# Task requirements
Please reproduce each of the entries below exactly as they appear.
-- Input for this task follows --
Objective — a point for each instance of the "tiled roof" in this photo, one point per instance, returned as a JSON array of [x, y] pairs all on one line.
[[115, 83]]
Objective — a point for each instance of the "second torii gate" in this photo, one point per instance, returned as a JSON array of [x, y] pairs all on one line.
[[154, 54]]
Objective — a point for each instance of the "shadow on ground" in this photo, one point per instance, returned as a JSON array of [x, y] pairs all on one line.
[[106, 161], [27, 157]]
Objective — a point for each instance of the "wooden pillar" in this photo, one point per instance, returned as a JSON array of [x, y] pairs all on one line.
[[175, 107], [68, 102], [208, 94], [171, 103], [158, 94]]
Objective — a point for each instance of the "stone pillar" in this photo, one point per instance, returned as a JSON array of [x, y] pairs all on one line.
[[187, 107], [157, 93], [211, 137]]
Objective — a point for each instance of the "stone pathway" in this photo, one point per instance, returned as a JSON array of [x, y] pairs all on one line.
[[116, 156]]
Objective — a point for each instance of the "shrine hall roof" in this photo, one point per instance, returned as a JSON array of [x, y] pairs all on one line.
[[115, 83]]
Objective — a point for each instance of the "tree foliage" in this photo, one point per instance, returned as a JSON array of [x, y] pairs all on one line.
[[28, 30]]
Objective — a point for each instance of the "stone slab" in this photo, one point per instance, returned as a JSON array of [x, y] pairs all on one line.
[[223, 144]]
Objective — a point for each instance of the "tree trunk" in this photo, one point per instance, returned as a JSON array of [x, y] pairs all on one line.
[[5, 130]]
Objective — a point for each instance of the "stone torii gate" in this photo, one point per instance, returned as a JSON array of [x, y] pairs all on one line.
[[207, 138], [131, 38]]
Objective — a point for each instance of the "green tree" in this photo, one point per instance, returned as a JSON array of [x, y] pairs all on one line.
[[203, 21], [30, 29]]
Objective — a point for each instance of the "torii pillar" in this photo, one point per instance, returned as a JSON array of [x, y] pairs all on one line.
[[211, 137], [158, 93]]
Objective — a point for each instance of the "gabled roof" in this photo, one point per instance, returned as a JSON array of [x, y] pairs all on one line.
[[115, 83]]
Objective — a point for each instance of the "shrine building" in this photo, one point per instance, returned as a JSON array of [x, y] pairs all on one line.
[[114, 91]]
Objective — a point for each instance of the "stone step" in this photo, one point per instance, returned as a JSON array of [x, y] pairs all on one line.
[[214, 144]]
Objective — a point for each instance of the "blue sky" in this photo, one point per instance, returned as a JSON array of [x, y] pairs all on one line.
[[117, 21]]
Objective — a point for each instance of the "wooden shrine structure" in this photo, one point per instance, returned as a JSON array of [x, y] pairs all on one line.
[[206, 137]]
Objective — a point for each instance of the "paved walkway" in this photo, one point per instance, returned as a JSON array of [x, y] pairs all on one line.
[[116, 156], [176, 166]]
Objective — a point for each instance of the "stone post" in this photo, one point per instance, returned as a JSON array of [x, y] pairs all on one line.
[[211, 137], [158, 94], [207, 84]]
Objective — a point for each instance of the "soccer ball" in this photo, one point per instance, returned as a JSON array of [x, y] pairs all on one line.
-- Input for this task concluded --
# Solution
Objective — a point for each instance of the "tiled roof" in this photo, one point per instance, returned as a JSON array of [x, y] pairs all on one line.
[[115, 83]]
Objective — a point for each instance of the "second torii gate" in this photo, one point per instance, returned as a JSON array of [x, y] pairs all on one line.
[[154, 54]]
Objective — a point for each instance of the "shadow on ground" in this photo, one point per instance, returned as a JSON array of [x, y] pairs all on one line.
[[106, 161], [27, 157]]
Objective — a point for each instance of the "wooden pillar" in this photo, one point per instance, returned as a JSON array of [x, y] pairs all on one line.
[[175, 107], [68, 102], [208, 94], [171, 103], [158, 94]]
Objective — a point for each instance of the "stone pillar" in this photo, one point per instance, returned as a JSON array of [x, y] pairs all on one line.
[[187, 107], [157, 93], [211, 137]]
Objective — a point for each instance of the "stone pathway" in this photo, one point per instance, returned as a JSON array of [x, y] pairs all on one line.
[[116, 156]]
Objective — a point for each instance of the "shrine hall roof" in this photo, one point per instance, returned as a JSON array of [x, y] pairs all on one line.
[[115, 83]]
Objective — a point for each instance of the "tree foliage" in this photo, one point per instance, returned as a JSON array of [x, y] pairs all on one line.
[[28, 30]]
Objective — a point for each instance of the "stone slab" in this photo, one point per instance, returned as a JSON array of [x, y] pairs all on one line.
[[223, 144]]
Objective — a point for each instance of the "tree trunk" in this photo, one point per instance, returned as a JSON array of [x, y] pairs all on one line.
[[5, 130]]
Objective — a point for each instance of the "stone torii gate" in this photo, one point per instance, returned as a JSON array of [x, y] pairs all on one line.
[[207, 138], [131, 38]]
Objective — a point for each instance of the "green tree" in this photo, one point per instance, returned as a JSON array of [x, y] pairs all on one line.
[[203, 21], [30, 29]]
Objective — a point for each instance of the "torii pillar" in this photo, one point per instance, returned as a JSON array of [x, y] pairs all on one line.
[[211, 137], [158, 93]]
Objective — a point for each instance of the "gabled roof" in this photo, one point per instance, returned as a JSON array of [x, y] pairs all on one line.
[[115, 83]]
Objective — a point for each instance of the "shrine building" in this photo, one point per instance, returned as a JSON array of [x, y] pairs all on one line.
[[114, 91]]
Objective — a point for each instance of the "stone step" in this photo, one point per instance, returned as a JSON array of [x, y] pairs all on one line.
[[214, 144]]
Objective — a point for each instance of the "blue sky" in this photo, one point per instance, returned as a JSON array of [x, y] pairs all on one line.
[[117, 21]]
Objective — a point for each instance of the "wooden shrine structure" in this photo, one point per instance, returned as a JSON array of [x, y] pairs all on one line.
[[206, 137]]
Objective — a point for each instance of the "paved walkway" in this photo, one point per instance, returned as a JSON array of [x, y] pairs all on one line.
[[116, 156], [176, 166]]
Objective — a point for each instance of the "stone post" in this photo, one point per instance, returned as a JSON array of [x, y] pairs all on one line.
[[211, 137], [158, 94], [207, 84]]
Objective — a point for each instance of the "soccer ball" in this photo, one point per instance, returned as a JSON array of [x, y] pairs all on one line.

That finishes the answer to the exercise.